- [Direction]:
Return, word for word, the passage of the forum thread on corrupted hdf5 files that lies between "To speed up the over-all" and "cores is 36.", inclusive.

━━━ Reading text

1

I have a lot of Monte-Carlo data that I need to process at a particular cluster. What I do is, for a given data sample (which is on average of size 70 GB), I run some statistics script in python on that data and I save it onto an hdf5 file, which reduces the over-all size of that data by 90%.

There is not much I can do to speed up the program as the files are so huge. Because of this, the time it takes for each sample to finish running is a long time.

To speed up the over-all processing, I run the following command

cat sampleList.txt | parallel -j 20 ipython myScript.py 2>&1 | tee logDir/myLog.txt

where the available number of cores is 36.

What ends up happening though is, over time, a certian number of these 20 processes get killed automatically. I don't necessarily have a problem with this. However, when one of these processes gets killed, the hdf5 file being written in that process becomes corrupted.

I was wondering if it were possible to have a flag in my python script that would force the data I wrote to close before the process gets terminated. Or maybe you guys have better alternatives.

What should I do? And thanks!

firest
  • 11
  • 1

1 Answers1

0

Would it make sense to close your file after each write:

while input
  compute
  if received TERM signal: exit
  open >>file.hd5
  write stuff
  close file.hd5
Ole Tange
  • 2,946
  • 6
  • 32
  • 47

━━━━━━
━━━ Supplied information

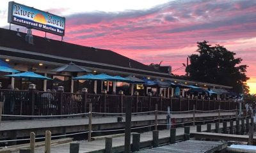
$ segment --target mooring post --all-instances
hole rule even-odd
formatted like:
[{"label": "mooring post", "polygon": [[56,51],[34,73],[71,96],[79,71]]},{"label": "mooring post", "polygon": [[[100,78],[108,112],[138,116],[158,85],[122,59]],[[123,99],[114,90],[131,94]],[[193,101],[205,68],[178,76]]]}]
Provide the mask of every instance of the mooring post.
[{"label": "mooring post", "polygon": [[207,133],[211,132],[211,126],[212,126],[212,124],[211,123],[207,123],[207,130],[206,130]]},{"label": "mooring post", "polygon": [[88,142],[92,140],[92,104],[89,103],[89,124],[88,124]]},{"label": "mooring post", "polygon": [[242,118],[241,120],[241,135],[243,135],[244,134],[244,119]]},{"label": "mooring post", "polygon": [[201,125],[196,125],[196,132],[202,132]]},{"label": "mooring post", "polygon": [[0,125],[1,122],[2,121],[3,104],[3,103],[2,101],[0,101]]},{"label": "mooring post", "polygon": [[140,134],[133,133],[132,134],[132,151],[139,151],[140,150]]},{"label": "mooring post", "polygon": [[131,124],[132,118],[132,103],[127,101],[125,105],[125,142],[124,142],[124,152],[131,152]]},{"label": "mooring post", "polygon": [[233,135],[234,134],[234,121],[230,120],[230,121],[229,122],[229,124],[230,125],[229,133]]},{"label": "mooring post", "polygon": [[237,135],[240,135],[240,120],[239,118],[237,117],[236,120],[236,132]]},{"label": "mooring post", "polygon": [[105,153],[112,153],[112,138],[105,138]]},{"label": "mooring post", "polygon": [[220,101],[219,105],[218,119],[219,119],[219,122],[220,122]]},{"label": "mooring post", "polygon": [[189,140],[189,138],[190,138],[190,126],[185,126],[184,140],[184,141],[186,141]]},{"label": "mooring post", "polygon": [[35,153],[35,143],[36,135],[33,132],[30,133],[30,149],[31,153]]},{"label": "mooring post", "polygon": [[156,104],[156,112],[155,112],[155,130],[157,130],[157,104]]},{"label": "mooring post", "polygon": [[30,149],[20,149],[20,153],[31,153],[31,151]]},{"label": "mooring post", "polygon": [[45,131],[45,153],[51,153],[51,142],[52,133],[50,131]]},{"label": "mooring post", "polygon": [[227,133],[227,122],[226,121],[223,121],[223,133]]},{"label": "mooring post", "polygon": [[70,153],[79,153],[79,143],[70,143],[69,147]]},{"label": "mooring post", "polygon": [[194,105],[193,105],[193,126],[195,126],[195,115],[196,113],[196,106]]},{"label": "mooring post", "polygon": [[246,117],[246,133],[249,132],[249,124],[250,124],[249,118]]},{"label": "mooring post", "polygon": [[220,133],[220,123],[219,122],[215,123],[215,133]]},{"label": "mooring post", "polygon": [[176,142],[176,129],[171,128],[170,129],[170,143],[173,144]]},{"label": "mooring post", "polygon": [[158,139],[159,139],[159,131],[157,130],[154,130],[152,131],[152,134],[153,134],[152,145],[153,147],[158,147]]}]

━━━━━━

- [Correct result]:
To speed up the over-all processing, I run the following command

cat sampleList.txt | parallel -j 20 ipython myScript.py 2>&1 | tee logDir/myLog.txt

where the available number of cores is 36.